(Source data)
● ● ● ● ●

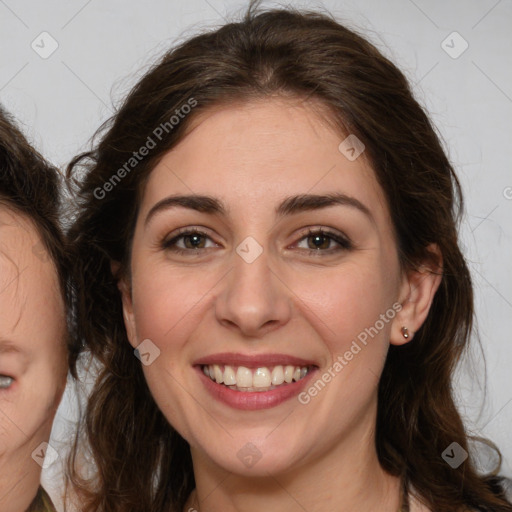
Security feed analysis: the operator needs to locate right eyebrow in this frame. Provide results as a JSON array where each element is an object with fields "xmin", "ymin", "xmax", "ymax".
[{"xmin": 144, "ymin": 192, "xmax": 375, "ymax": 225}]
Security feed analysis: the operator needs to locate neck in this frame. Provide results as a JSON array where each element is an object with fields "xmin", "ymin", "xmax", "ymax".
[
  {"xmin": 184, "ymin": 400, "xmax": 401, "ymax": 512},
  {"xmin": 0, "ymin": 443, "xmax": 41, "ymax": 512},
  {"xmin": 0, "ymin": 421, "xmax": 51, "ymax": 512}
]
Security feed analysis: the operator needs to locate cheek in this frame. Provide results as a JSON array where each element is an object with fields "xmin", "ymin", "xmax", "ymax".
[
  {"xmin": 132, "ymin": 269, "xmax": 214, "ymax": 347},
  {"xmin": 293, "ymin": 260, "xmax": 394, "ymax": 355},
  {"xmin": 0, "ymin": 360, "xmax": 64, "ymax": 453}
]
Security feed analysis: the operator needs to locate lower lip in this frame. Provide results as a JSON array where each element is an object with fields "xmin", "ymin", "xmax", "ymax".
[{"xmin": 196, "ymin": 366, "xmax": 317, "ymax": 411}]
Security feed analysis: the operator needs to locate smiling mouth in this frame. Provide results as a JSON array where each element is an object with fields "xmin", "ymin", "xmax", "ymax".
[{"xmin": 201, "ymin": 364, "xmax": 316, "ymax": 393}]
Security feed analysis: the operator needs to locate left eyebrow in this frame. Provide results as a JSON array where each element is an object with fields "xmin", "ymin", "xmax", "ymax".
[
  {"xmin": 144, "ymin": 192, "xmax": 375, "ymax": 225},
  {"xmin": 0, "ymin": 338, "xmax": 25, "ymax": 356}
]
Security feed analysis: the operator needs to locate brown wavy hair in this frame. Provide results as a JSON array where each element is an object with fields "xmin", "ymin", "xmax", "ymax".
[{"xmin": 68, "ymin": 1, "xmax": 512, "ymax": 512}]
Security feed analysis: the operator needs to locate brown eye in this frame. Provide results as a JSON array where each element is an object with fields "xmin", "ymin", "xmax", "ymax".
[
  {"xmin": 162, "ymin": 229, "xmax": 218, "ymax": 254},
  {"xmin": 299, "ymin": 229, "xmax": 352, "ymax": 253}
]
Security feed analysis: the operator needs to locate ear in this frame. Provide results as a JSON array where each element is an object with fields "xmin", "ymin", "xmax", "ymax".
[
  {"xmin": 390, "ymin": 244, "xmax": 443, "ymax": 345},
  {"xmin": 110, "ymin": 261, "xmax": 138, "ymax": 348}
]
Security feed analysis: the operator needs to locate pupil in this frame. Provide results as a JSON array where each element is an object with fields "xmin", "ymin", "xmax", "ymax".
[
  {"xmin": 187, "ymin": 235, "xmax": 202, "ymax": 249},
  {"xmin": 311, "ymin": 235, "xmax": 329, "ymax": 249}
]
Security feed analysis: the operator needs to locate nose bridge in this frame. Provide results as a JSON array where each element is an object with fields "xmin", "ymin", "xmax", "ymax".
[{"xmin": 216, "ymin": 237, "xmax": 290, "ymax": 336}]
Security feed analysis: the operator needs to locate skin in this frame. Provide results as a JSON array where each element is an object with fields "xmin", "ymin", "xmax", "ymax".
[
  {"xmin": 119, "ymin": 99, "xmax": 441, "ymax": 512},
  {"xmin": 0, "ymin": 205, "xmax": 67, "ymax": 512}
]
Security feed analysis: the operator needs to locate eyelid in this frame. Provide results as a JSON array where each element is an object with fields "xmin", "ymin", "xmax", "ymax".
[{"xmin": 159, "ymin": 226, "xmax": 353, "ymax": 256}]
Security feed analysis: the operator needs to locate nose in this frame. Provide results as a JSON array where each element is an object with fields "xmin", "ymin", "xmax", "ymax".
[{"xmin": 215, "ymin": 245, "xmax": 292, "ymax": 338}]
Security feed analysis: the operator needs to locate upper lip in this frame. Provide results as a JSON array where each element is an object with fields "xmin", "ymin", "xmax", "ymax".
[{"xmin": 194, "ymin": 352, "xmax": 317, "ymax": 368}]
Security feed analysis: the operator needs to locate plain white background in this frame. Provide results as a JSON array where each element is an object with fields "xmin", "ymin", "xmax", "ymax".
[{"xmin": 0, "ymin": 0, "xmax": 512, "ymax": 506}]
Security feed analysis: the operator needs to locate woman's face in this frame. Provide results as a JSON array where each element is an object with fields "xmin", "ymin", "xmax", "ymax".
[
  {"xmin": 120, "ymin": 100, "xmax": 440, "ymax": 475},
  {"xmin": 0, "ymin": 205, "xmax": 67, "ymax": 460}
]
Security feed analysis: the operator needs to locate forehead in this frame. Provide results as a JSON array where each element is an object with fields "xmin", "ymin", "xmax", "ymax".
[
  {"xmin": 0, "ymin": 205, "xmax": 64, "ymax": 344},
  {"xmin": 140, "ymin": 99, "xmax": 386, "ymax": 214}
]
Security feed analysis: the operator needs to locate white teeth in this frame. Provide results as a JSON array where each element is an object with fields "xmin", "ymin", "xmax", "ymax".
[
  {"xmin": 203, "ymin": 364, "xmax": 309, "ymax": 391},
  {"xmin": 224, "ymin": 365, "xmax": 236, "ymax": 386},
  {"xmin": 213, "ymin": 364, "xmax": 224, "ymax": 384},
  {"xmin": 271, "ymin": 366, "xmax": 284, "ymax": 386},
  {"xmin": 236, "ymin": 366, "xmax": 252, "ymax": 388},
  {"xmin": 284, "ymin": 366, "xmax": 295, "ymax": 384},
  {"xmin": 252, "ymin": 368, "xmax": 272, "ymax": 388}
]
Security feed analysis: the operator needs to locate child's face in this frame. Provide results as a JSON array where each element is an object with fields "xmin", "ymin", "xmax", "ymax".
[
  {"xmin": 0, "ymin": 205, "xmax": 67, "ymax": 467},
  {"xmin": 121, "ymin": 100, "xmax": 436, "ymax": 476}
]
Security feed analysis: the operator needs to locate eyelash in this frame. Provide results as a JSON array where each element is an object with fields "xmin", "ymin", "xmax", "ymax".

● ● ● ● ●

Requirement: From the listing, extract all text exactly as given and drop any picture.

Response for this exercise:
Security feed analysis: the operator needs to locate right eyebrow in this frame. Provide results as a JSON array where each element is an object with fields "xmin", "ymin", "xmax", "ymax".
[{"xmin": 144, "ymin": 192, "xmax": 375, "ymax": 225}]
Security feed analysis: the operator needs to locate neck in this frame. Provide results as a JSON array where each element is an object with fields "xmin", "ymin", "xmax", "ymax".
[
  {"xmin": 184, "ymin": 400, "xmax": 401, "ymax": 512},
  {"xmin": 0, "ymin": 443, "xmax": 41, "ymax": 512},
  {"xmin": 0, "ymin": 421, "xmax": 51, "ymax": 512}
]
Security feed analysis: the operator needs to locate cheek in this frame. Provide results as a JSON array where each element is an object with fields "xmin", "ymin", "xmax", "ymax".
[
  {"xmin": 132, "ymin": 269, "xmax": 214, "ymax": 347},
  {"xmin": 293, "ymin": 260, "xmax": 394, "ymax": 355},
  {"xmin": 0, "ymin": 360, "xmax": 64, "ymax": 453}
]
Security feed analysis: the operator needs to locate lower lip in this frame. Provide results as a JSON array where each element is an object with fields "xmin", "ymin", "xmax", "ymax".
[{"xmin": 196, "ymin": 366, "xmax": 317, "ymax": 411}]
Security feed analysis: the operator needs to locate smiling mouth in this frame. Provide results as a JSON array where each element is an object with fields "xmin", "ymin", "xmax", "ymax".
[{"xmin": 201, "ymin": 364, "xmax": 316, "ymax": 393}]
Security feed analysis: the operator needs to locate left eyebrow in this frame. Provide results as a JSON array where each element is an object with fields "xmin", "ymin", "xmax", "ymax".
[
  {"xmin": 144, "ymin": 192, "xmax": 375, "ymax": 225},
  {"xmin": 0, "ymin": 338, "xmax": 25, "ymax": 356}
]
Security feed analysis: the operator needs to locate brown wavy hair in this frame. Provide results as a JSON array where each element is an object with fields "xmin", "ymin", "xmax", "ymax".
[{"xmin": 68, "ymin": 1, "xmax": 512, "ymax": 512}]
Security feed analysis: the operator needs to locate brown eye in this frame. Provide results as a JSON array where each element is an object with fields "xmin", "ymin", "xmax", "ymax".
[
  {"xmin": 162, "ymin": 229, "xmax": 218, "ymax": 254},
  {"xmin": 299, "ymin": 229, "xmax": 352, "ymax": 253}
]
Security feed analysis: the operator needs to locate ear in this frame. Provide results as a JSON array where each element is an object with fields "xmin", "ymin", "xmax", "ymax".
[
  {"xmin": 390, "ymin": 244, "xmax": 443, "ymax": 345},
  {"xmin": 110, "ymin": 261, "xmax": 138, "ymax": 348}
]
Security feed analysis: the operator needs to locate pupil in this frame. Provide results as a JSON array where each element is an object with fields "xmin", "ymin", "xmax", "ymax".
[
  {"xmin": 187, "ymin": 235, "xmax": 202, "ymax": 249},
  {"xmin": 311, "ymin": 235, "xmax": 329, "ymax": 249}
]
Security feed analysis: the operator needs to locate nose bridge in this frame. Provide results as a JSON array where each element is an object with fields "xmin", "ymin", "xmax", "ymax".
[{"xmin": 216, "ymin": 237, "xmax": 290, "ymax": 336}]
Security feed analysis: the operator needs to locate skin in this frame. Provide results as a JSON array where each element is an object with fields "xmin", "ymin", "xmax", "ymax".
[
  {"xmin": 119, "ymin": 99, "xmax": 441, "ymax": 512},
  {"xmin": 0, "ymin": 205, "xmax": 67, "ymax": 512}
]
Security feed analysis: the operator needs to locate eyelid in this frame. Provide results as a JSON array where each element is an object with fields "xmin", "ymin", "xmax", "ymax".
[{"xmin": 159, "ymin": 226, "xmax": 353, "ymax": 256}]
Security feed analysis: the operator needs to locate nose in this frame. Provide results as a JSON array where each element is an object with fields "xmin", "ymin", "xmax", "ymax".
[{"xmin": 215, "ymin": 245, "xmax": 292, "ymax": 338}]
Security feed analysis: the operator needs to locate upper lip in this frame. Provide results as a JSON array where each element is an object with fields "xmin", "ymin", "xmax", "ymax".
[{"xmin": 194, "ymin": 352, "xmax": 317, "ymax": 368}]
Security feed analysis: the operator needs to locate plain white background in this frame. Provide results as a JSON array where each element is an object with fields "xmin", "ymin", "xmax", "ymax".
[{"xmin": 0, "ymin": 0, "xmax": 512, "ymax": 506}]
Security feed analysis: the operator needs to locate woman's face in this frame. Provide results as a JSON array where each element is an object with fields "xmin", "ymin", "xmax", "ymax".
[
  {"xmin": 120, "ymin": 100, "xmax": 440, "ymax": 475},
  {"xmin": 0, "ymin": 205, "xmax": 67, "ymax": 460}
]
Security feed analysis: the operator needs to locate forehead in this frame. Provide results as a JSON array where each element is an object with fields "xmin", "ymin", "xmax", "ymax".
[
  {"xmin": 0, "ymin": 205, "xmax": 64, "ymax": 344},
  {"xmin": 140, "ymin": 99, "xmax": 386, "ymax": 214}
]
Security feed analysis: the operator needs to locate white teeth in this frame. Provide results as a JSON array where each element is an object with fields "xmin", "ymin", "xmax", "ymax".
[
  {"xmin": 203, "ymin": 364, "xmax": 309, "ymax": 391},
  {"xmin": 224, "ymin": 365, "xmax": 236, "ymax": 386},
  {"xmin": 213, "ymin": 364, "xmax": 224, "ymax": 384},
  {"xmin": 271, "ymin": 366, "xmax": 284, "ymax": 386},
  {"xmin": 236, "ymin": 366, "xmax": 252, "ymax": 388},
  {"xmin": 284, "ymin": 366, "xmax": 295, "ymax": 384},
  {"xmin": 252, "ymin": 368, "xmax": 272, "ymax": 388}
]
Security feed analysis: the operator needs to locate child's face in this frame. Provide results as a JSON array where each element is an object with fields "xmin", "ymin", "xmax", "ymax".
[
  {"xmin": 0, "ymin": 205, "xmax": 67, "ymax": 467},
  {"xmin": 121, "ymin": 100, "xmax": 436, "ymax": 476}
]
Security feed analysis: the operator needs to locate eyelash in this frame. Provide results as a JSON array where each element is an object with fields "xmin", "ymin", "xmax", "ymax".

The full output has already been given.